### EXERCISE AIM
Copy the lines from the first one through the line with "[68,98,163,187]", replacing "bounding box" with "labeled box" and changing nothing else.

RECORDS PROVIDED start

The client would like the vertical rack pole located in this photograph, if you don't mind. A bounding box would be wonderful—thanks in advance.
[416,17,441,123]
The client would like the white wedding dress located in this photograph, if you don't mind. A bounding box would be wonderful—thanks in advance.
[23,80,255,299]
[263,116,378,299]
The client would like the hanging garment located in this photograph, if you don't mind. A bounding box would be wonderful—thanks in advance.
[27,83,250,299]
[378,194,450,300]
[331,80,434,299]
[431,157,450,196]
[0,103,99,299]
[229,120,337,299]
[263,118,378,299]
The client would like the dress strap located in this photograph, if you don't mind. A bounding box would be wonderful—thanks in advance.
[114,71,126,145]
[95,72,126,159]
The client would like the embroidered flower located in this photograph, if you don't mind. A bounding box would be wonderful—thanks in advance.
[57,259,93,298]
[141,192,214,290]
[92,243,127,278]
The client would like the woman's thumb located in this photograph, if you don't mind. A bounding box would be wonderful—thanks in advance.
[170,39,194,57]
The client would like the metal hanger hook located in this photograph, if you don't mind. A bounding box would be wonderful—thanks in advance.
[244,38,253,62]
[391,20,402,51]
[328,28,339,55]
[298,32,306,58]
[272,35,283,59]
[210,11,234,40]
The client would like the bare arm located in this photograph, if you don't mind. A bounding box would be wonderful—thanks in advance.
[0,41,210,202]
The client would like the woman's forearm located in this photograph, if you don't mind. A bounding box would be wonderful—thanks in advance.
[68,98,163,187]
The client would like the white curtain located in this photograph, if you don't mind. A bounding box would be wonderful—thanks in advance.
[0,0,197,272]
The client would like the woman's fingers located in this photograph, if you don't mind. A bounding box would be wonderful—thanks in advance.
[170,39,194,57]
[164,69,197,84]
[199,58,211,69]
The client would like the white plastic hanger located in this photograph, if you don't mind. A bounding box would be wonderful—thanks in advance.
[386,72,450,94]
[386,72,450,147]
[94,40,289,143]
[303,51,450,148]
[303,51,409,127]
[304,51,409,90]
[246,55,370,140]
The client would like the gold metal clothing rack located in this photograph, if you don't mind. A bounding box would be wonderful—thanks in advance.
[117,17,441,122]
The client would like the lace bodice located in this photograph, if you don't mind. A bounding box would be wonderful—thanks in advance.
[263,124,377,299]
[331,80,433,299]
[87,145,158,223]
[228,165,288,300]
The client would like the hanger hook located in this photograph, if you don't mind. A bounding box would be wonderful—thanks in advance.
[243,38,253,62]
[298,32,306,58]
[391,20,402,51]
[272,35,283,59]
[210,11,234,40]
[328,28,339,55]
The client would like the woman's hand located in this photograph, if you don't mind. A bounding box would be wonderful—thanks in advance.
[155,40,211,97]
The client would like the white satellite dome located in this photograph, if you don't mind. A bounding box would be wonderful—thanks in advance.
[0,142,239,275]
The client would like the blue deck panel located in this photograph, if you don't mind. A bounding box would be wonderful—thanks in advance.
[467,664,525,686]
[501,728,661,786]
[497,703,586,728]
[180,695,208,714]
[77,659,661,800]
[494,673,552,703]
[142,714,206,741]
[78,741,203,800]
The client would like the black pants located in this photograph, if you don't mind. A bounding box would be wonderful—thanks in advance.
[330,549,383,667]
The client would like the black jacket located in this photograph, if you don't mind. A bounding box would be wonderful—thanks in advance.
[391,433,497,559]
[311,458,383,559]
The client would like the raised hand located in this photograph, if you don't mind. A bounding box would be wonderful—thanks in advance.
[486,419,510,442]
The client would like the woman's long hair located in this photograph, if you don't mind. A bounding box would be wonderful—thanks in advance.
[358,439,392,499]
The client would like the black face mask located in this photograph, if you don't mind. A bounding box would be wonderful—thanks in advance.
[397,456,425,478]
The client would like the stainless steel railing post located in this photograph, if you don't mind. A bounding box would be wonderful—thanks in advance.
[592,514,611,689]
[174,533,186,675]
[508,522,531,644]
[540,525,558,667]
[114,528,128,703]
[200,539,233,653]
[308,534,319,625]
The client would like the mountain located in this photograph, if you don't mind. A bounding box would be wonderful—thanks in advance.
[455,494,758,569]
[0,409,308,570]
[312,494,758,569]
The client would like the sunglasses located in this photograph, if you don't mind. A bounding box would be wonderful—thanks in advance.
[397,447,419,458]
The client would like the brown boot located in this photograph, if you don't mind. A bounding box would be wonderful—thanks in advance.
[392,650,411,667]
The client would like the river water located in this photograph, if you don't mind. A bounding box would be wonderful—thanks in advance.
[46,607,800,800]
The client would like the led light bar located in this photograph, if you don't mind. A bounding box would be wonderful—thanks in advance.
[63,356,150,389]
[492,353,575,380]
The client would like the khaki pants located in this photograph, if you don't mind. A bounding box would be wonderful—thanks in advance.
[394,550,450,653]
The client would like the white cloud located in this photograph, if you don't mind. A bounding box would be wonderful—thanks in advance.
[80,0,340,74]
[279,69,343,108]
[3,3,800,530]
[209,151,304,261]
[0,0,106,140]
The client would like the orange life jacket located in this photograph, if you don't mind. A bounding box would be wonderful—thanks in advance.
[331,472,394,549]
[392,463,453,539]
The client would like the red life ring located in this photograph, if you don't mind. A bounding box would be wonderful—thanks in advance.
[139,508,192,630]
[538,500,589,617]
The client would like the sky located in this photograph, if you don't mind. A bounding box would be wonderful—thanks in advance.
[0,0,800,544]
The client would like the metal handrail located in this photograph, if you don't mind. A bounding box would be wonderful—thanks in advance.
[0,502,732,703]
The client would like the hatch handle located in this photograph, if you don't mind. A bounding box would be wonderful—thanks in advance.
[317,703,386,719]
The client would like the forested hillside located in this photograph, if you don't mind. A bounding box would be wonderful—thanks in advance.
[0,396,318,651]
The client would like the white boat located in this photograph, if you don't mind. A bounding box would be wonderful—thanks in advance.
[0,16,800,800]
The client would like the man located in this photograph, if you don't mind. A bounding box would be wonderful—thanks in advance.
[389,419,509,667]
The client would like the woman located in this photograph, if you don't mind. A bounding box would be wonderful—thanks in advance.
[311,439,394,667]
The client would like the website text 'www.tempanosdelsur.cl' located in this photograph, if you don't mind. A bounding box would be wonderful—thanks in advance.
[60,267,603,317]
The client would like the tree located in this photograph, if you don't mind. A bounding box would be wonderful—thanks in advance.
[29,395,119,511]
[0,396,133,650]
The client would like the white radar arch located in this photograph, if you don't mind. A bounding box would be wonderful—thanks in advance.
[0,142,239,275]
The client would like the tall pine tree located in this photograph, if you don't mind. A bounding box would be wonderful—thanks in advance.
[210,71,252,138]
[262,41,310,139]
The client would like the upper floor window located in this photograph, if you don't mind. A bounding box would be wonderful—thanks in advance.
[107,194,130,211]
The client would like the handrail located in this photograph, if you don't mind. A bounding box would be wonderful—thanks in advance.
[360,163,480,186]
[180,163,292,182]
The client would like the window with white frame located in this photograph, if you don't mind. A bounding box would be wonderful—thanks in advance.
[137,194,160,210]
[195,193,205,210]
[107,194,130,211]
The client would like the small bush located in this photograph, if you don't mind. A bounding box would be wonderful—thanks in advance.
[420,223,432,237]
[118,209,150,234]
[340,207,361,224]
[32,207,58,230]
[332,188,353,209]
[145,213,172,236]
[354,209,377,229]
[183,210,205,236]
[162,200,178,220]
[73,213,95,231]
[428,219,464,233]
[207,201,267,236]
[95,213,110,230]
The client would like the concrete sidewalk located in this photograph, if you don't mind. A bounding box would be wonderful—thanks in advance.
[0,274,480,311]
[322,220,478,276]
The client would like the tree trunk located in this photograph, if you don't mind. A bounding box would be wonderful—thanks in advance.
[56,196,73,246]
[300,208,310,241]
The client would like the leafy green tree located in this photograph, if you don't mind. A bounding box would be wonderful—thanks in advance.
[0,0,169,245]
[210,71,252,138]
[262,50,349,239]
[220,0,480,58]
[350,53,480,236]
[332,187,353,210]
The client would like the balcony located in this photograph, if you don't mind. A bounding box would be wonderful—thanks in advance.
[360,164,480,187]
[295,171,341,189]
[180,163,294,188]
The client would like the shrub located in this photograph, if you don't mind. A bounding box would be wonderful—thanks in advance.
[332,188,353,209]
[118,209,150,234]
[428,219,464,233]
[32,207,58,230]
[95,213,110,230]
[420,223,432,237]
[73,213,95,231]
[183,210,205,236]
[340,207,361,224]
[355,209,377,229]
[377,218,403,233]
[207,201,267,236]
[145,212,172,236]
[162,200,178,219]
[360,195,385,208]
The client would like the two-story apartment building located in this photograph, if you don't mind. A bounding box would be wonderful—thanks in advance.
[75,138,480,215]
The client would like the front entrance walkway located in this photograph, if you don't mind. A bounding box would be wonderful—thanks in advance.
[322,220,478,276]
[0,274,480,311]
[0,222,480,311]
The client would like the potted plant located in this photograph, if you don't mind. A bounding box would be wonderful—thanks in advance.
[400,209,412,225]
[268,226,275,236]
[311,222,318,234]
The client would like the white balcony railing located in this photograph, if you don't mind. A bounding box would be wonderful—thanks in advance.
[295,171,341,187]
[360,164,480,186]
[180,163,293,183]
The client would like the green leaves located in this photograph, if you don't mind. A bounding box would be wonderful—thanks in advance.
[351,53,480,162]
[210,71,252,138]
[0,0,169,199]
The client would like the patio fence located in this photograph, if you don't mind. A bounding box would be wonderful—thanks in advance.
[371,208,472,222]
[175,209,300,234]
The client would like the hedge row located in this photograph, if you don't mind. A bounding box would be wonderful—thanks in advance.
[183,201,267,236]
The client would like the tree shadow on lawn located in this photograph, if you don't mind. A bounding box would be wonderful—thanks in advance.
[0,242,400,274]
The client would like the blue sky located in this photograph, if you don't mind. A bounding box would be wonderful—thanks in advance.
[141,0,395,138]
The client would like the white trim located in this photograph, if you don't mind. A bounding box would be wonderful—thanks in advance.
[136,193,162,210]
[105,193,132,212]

RECORDS PROVIDED end

### EXERCISE ANSWER
The client would like the vertical rack pole located in this photograph, if you don't mind. A labeled box would be wonderful—thanks in advance.
[416,17,441,123]
The client would like the white wedding dress located in this photograph, if you don't mind. A labeled box would be wonderful—thanks in advance.
[23,80,255,299]
[263,116,378,299]
The client would like the hanging garment located in this photograph, if you don't mind. A labeled box would be wonderful—thanks in advance.
[27,83,250,299]
[378,194,450,300]
[331,80,434,299]
[431,157,450,196]
[0,103,99,299]
[229,120,337,299]
[263,118,378,299]
The client would like the dress strap located in this photograph, if you don't mind. A labeled box would be wonderful—thanks in advance.
[114,71,126,145]
[95,72,126,159]
The client would like the embroidered flower located in this photograph, if you don't mind. A labeled box would be wonderful—thanks in advance.
[57,259,93,298]
[141,192,214,290]
[92,243,127,278]
The client would like the woman's thumb located in this photograph, if you don't mind. A labeled box would be wonderful—thanks in advance.
[170,39,194,57]
The client would like the metal hanger hook located in this photograph, if you don't mind. A labeled box would be wonderful—thanks in advance.
[244,38,253,62]
[391,20,402,51]
[328,28,339,55]
[298,32,306,58]
[272,35,283,59]
[210,11,234,40]
The client would like the bare arm located in this photograph, if you don't mind. A labeled box would be wonderful—thanks in advance.
[0,41,210,202]
The client would like the woman's forearm located in this photograph, if you don't mind. A labeled box would be wonderful—thanks in advance.
[68,98,163,187]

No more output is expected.